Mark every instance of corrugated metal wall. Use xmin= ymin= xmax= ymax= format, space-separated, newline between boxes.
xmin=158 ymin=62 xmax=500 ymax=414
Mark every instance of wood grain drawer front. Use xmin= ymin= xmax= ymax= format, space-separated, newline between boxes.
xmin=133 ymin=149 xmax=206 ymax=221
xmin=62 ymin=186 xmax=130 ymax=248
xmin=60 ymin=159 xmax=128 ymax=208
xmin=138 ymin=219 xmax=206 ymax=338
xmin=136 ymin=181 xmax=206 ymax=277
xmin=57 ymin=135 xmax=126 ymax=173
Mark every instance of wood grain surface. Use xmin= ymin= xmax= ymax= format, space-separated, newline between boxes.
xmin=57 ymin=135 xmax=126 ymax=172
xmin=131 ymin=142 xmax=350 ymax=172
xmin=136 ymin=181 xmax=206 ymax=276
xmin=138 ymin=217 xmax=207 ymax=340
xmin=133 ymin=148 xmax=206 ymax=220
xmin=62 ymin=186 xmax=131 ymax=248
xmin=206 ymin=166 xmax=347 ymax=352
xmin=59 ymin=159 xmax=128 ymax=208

* [Task directions]: Retype the material above from start to finish without any changes.

* [Problem solution]:
Mark every instance of corrugated metal wall. Use xmin= ymin= xmax= ymax= format, space-separated, newline between boxes.
xmin=158 ymin=62 xmax=500 ymax=414
Mark every instance of wood grain drawer front. Use xmin= ymin= xmax= ymax= format, space-separated, newline between boxes.
xmin=133 ymin=149 xmax=206 ymax=221
xmin=62 ymin=186 xmax=130 ymax=248
xmin=60 ymin=159 xmax=128 ymax=208
xmin=138 ymin=219 xmax=206 ymax=338
xmin=136 ymin=181 xmax=206 ymax=277
xmin=57 ymin=135 xmax=126 ymax=173
Mark every instance of wood grain surface. Use xmin= ymin= xmax= ymax= format, space-separated, newline between boxes.
xmin=57 ymin=135 xmax=126 ymax=172
xmin=131 ymin=142 xmax=350 ymax=172
xmin=136 ymin=181 xmax=206 ymax=276
xmin=138 ymin=217 xmax=207 ymax=340
xmin=133 ymin=148 xmax=206 ymax=220
xmin=62 ymin=186 xmax=131 ymax=248
xmin=206 ymin=166 xmax=347 ymax=352
xmin=59 ymin=159 xmax=128 ymax=208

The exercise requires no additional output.